Excerpts of pointing data
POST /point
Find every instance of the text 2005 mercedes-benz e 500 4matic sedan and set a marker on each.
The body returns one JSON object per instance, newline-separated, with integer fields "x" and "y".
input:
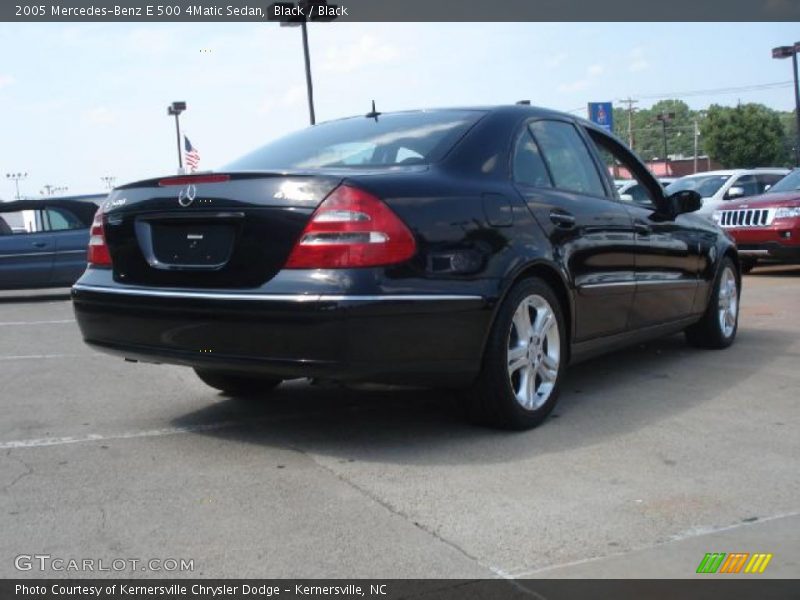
{"x": 483, "y": 249}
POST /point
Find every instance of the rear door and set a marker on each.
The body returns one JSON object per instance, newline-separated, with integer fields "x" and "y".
{"x": 26, "y": 250}
{"x": 591, "y": 234}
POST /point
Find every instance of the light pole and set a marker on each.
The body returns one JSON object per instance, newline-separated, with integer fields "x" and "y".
{"x": 51, "y": 190}
{"x": 665, "y": 118}
{"x": 175, "y": 109}
{"x": 291, "y": 15}
{"x": 16, "y": 177}
{"x": 786, "y": 52}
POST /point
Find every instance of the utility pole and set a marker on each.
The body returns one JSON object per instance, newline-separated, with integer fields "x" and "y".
{"x": 665, "y": 118}
{"x": 786, "y": 52}
{"x": 630, "y": 102}
{"x": 16, "y": 177}
{"x": 306, "y": 10}
{"x": 48, "y": 189}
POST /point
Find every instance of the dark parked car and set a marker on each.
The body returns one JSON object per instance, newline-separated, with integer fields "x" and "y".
{"x": 476, "y": 248}
{"x": 43, "y": 242}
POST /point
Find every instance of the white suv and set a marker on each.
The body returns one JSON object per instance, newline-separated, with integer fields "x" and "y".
{"x": 716, "y": 187}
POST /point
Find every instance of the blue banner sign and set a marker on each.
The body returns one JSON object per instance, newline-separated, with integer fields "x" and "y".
{"x": 602, "y": 113}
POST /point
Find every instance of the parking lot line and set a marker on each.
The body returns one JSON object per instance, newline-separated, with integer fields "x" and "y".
{"x": 20, "y": 323}
{"x": 41, "y": 356}
{"x": 96, "y": 437}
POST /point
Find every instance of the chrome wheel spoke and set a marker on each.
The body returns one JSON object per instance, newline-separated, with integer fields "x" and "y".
{"x": 522, "y": 321}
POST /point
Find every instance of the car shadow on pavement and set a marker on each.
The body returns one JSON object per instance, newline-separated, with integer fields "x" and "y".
{"x": 609, "y": 396}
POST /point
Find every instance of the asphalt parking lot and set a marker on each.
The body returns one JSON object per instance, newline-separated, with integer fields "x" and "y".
{"x": 654, "y": 456}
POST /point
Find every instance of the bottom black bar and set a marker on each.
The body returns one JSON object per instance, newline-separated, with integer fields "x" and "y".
{"x": 397, "y": 589}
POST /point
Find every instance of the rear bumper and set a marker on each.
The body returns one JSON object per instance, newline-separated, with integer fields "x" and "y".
{"x": 429, "y": 338}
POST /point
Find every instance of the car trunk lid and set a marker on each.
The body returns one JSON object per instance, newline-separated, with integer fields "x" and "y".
{"x": 210, "y": 230}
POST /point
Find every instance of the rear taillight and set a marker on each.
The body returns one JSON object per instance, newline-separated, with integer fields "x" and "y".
{"x": 97, "y": 254}
{"x": 352, "y": 228}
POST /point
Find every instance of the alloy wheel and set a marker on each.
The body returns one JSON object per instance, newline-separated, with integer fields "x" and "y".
{"x": 534, "y": 352}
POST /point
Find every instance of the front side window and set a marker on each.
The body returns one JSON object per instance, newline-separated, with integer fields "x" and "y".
{"x": 705, "y": 185}
{"x": 618, "y": 163}
{"x": 393, "y": 139}
{"x": 790, "y": 183}
{"x": 567, "y": 157}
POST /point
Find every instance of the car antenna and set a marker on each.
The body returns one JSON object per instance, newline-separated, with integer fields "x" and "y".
{"x": 373, "y": 114}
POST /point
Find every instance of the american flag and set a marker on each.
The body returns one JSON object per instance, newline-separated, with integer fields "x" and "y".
{"x": 192, "y": 156}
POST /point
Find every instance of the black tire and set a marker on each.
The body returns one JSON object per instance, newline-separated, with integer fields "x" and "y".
{"x": 237, "y": 384}
{"x": 492, "y": 399}
{"x": 748, "y": 264}
{"x": 709, "y": 332}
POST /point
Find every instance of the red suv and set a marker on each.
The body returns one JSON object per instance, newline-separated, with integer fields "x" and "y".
{"x": 767, "y": 226}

* [What you are asked to do]:
Nothing but the pictures may be dropped; output the records above exactly.

* [The output]:
POST /point
Find every instance of the text 2005 mercedes-benz e 500 4matic sedan and set a marker on each.
The body returns one JSON object per instance, newline-separated, with integer fields "x" and "y".
input:
{"x": 483, "y": 249}
POST /point
Find every instance of the rear door and set a marker on each.
The body returns one JSON object per instance, newline-separated, with integer fields "x" and "y".
{"x": 26, "y": 250}
{"x": 591, "y": 234}
POST /point
Find every instance of the light pole and set a marker on each.
The body returns one JSON object per instance, newline-separated, with integer fields "x" and "y".
{"x": 51, "y": 190}
{"x": 665, "y": 118}
{"x": 175, "y": 109}
{"x": 291, "y": 15}
{"x": 16, "y": 177}
{"x": 786, "y": 52}
POST /point
Find every instance of the utility pole and set a marker on each.
The body returns one JSON object per instance, newline-separated, with integer fields "x" and "y".
{"x": 665, "y": 118}
{"x": 786, "y": 52}
{"x": 630, "y": 102}
{"x": 16, "y": 177}
{"x": 306, "y": 10}
{"x": 48, "y": 189}
POST /point
Find every instance of the dark parked car and set a marker on each.
The body returns one JSON object per instance, newline-separated, with integer fields "x" and "y".
{"x": 476, "y": 248}
{"x": 43, "y": 242}
POST /point
Find every instance of the white suv and set a marker on each.
The body returns one JSON object per instance, newline-separated, with integer fields "x" and "y".
{"x": 716, "y": 187}
POST /point
Find every instance of the blue banner sign and set a marker on each.
The body returns one JSON object per instance, newline-separated, with integer fields "x" and "y".
{"x": 602, "y": 113}
POST /point
Find every instance of the parking lot line and set a marker on each.
The body returns one JSON object per instance, newline-separated, with integer fields "x" and "y".
{"x": 20, "y": 323}
{"x": 41, "y": 356}
{"x": 96, "y": 437}
POST /point
Find every instance of the chrome wheel spoke and set a marker on each.
The body returns one JSON object per instance, newline-separated, with integer fields "x" and "y".
{"x": 522, "y": 321}
POST /point
Find every instance of the car shadow on pavement and set a marker on each.
The body returns one JSON object per instance, newline-separated, with integer fields "x" and "y".
{"x": 609, "y": 396}
POST /point
Find every instance of the asphalt parking lot and set a marker on each.
The body returns one JSON object per instance, newline-separated, with integer fields "x" and "y".
{"x": 654, "y": 456}
POST /point
Find every instance of the bottom black bar and set a marker on each.
The body returns one JSON object per instance, newline-separated, with integer fields "x" and "y".
{"x": 397, "y": 589}
POST /point
Find every instance of the rear bumper and set a marker on each.
The body returns one JSON object per instance, newline-separated, with integer fields "x" and "y".
{"x": 429, "y": 338}
POST /point
Find every instance of the car trunk lid and set a marker on each.
The body returns one JSON object per instance, newline-separated, with integer fields "x" and "y".
{"x": 210, "y": 230}
POST /point
Find every instance of the rear taillight and set a marker on each.
The body returns one JSON object per instance, newline-separated, with integer fields "x" and "y".
{"x": 97, "y": 254}
{"x": 352, "y": 228}
POST /point
Find every instance of the alloy wheel and set a marker on each.
The body returns one JSON object per instance, newline-separated, with integer fields "x" and "y".
{"x": 534, "y": 352}
POST /point
Find every instance of the front side window and set a marker on each.
The body returns one JSON object per instance, newline-separated, with integer fields "x" and "y".
{"x": 705, "y": 185}
{"x": 618, "y": 163}
{"x": 393, "y": 139}
{"x": 790, "y": 183}
{"x": 567, "y": 157}
POST /point
Find every instance of the car antenna and set a marker on each.
The body returns one JSON object per instance, newline-separated, with integer fields "x" and "y".
{"x": 373, "y": 114}
POST /point
Find every instance of the american flag and set a marker on each.
The body returns one JSON object per instance, newline-separated, with integer fields "x" and "y".
{"x": 192, "y": 156}
POST /point
Find every instance of the black tire and set a marker on each.
The body returns one JSON object per instance, newline-separated, with integer fields "x" and "y".
{"x": 237, "y": 384}
{"x": 492, "y": 399}
{"x": 748, "y": 264}
{"x": 709, "y": 332}
POST /point
Find every instance of the red suv and set a marker on each.
The body returns one JSON object per instance, newline-separated, with integer fields "x" and "y".
{"x": 767, "y": 226}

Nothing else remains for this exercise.